| What you should do |
Copy the material word for word, from its first line through the line containing "178 73 187 145", with both of those lines included.

| Data supplied |
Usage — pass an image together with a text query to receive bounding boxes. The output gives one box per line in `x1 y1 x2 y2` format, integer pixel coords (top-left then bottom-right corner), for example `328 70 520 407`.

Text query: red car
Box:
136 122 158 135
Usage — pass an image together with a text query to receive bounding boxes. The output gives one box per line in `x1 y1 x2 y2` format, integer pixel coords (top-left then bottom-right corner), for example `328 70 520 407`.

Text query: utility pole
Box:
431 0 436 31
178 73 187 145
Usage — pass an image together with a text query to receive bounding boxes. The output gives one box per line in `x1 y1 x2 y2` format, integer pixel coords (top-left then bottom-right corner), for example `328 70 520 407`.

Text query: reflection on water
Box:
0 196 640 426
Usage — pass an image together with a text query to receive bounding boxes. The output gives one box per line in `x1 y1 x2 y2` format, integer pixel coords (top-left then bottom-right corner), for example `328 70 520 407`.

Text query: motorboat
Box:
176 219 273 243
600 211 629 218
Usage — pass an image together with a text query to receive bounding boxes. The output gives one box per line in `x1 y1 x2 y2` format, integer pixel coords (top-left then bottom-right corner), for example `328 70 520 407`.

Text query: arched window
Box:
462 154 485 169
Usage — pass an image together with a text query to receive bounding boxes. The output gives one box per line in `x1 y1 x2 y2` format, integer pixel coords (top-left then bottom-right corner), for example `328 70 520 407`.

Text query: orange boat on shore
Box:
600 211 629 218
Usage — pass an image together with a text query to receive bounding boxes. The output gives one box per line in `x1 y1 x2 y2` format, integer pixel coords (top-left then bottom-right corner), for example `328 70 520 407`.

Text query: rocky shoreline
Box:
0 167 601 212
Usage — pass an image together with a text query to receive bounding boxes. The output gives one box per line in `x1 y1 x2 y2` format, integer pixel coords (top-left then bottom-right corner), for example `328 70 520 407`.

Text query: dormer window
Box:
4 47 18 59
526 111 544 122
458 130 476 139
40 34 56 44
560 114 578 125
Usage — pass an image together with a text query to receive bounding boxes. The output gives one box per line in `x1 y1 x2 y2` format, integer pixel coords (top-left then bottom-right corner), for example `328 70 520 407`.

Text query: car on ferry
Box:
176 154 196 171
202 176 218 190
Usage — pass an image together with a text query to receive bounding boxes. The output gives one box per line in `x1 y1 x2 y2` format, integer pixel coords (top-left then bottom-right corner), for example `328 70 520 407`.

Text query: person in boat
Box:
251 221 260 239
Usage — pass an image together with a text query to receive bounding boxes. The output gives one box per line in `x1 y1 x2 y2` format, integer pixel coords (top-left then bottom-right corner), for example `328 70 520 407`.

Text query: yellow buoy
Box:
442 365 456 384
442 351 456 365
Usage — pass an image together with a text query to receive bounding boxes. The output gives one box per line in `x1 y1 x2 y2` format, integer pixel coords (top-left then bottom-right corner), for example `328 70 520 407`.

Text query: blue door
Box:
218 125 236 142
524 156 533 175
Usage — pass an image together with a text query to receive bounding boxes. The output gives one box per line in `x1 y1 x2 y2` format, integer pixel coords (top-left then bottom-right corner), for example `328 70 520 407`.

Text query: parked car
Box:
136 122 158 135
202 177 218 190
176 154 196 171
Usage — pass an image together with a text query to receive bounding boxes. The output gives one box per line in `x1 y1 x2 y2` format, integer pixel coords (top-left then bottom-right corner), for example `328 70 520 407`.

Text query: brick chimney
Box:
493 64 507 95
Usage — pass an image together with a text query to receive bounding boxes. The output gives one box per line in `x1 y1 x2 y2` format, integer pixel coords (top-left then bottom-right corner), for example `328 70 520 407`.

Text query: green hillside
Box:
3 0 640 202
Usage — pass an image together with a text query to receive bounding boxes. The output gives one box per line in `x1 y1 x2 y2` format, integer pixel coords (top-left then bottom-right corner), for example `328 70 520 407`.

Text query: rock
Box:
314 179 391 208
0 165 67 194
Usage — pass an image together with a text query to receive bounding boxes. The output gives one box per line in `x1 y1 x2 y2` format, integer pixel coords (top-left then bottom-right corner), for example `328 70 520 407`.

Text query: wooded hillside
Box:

| Problem solution |
Usage — pass an image together with a text query to receive bounding boxes. The output gives one box per line in `x1 y1 x2 y2` format, integer pixel coords (top-left then bottom-right corner), for example `328 70 520 407`.

Text query: red car
Box:
136 122 158 135
Usage — pass an image together with a text query to receive bounding boxes. The output gives one box per line in `x1 y1 x2 y2` format, integer pixel coords (top-left then bottom-right corner), for example `328 70 520 407`.

Text query: utility pole
Box:
431 0 436 31
178 73 187 145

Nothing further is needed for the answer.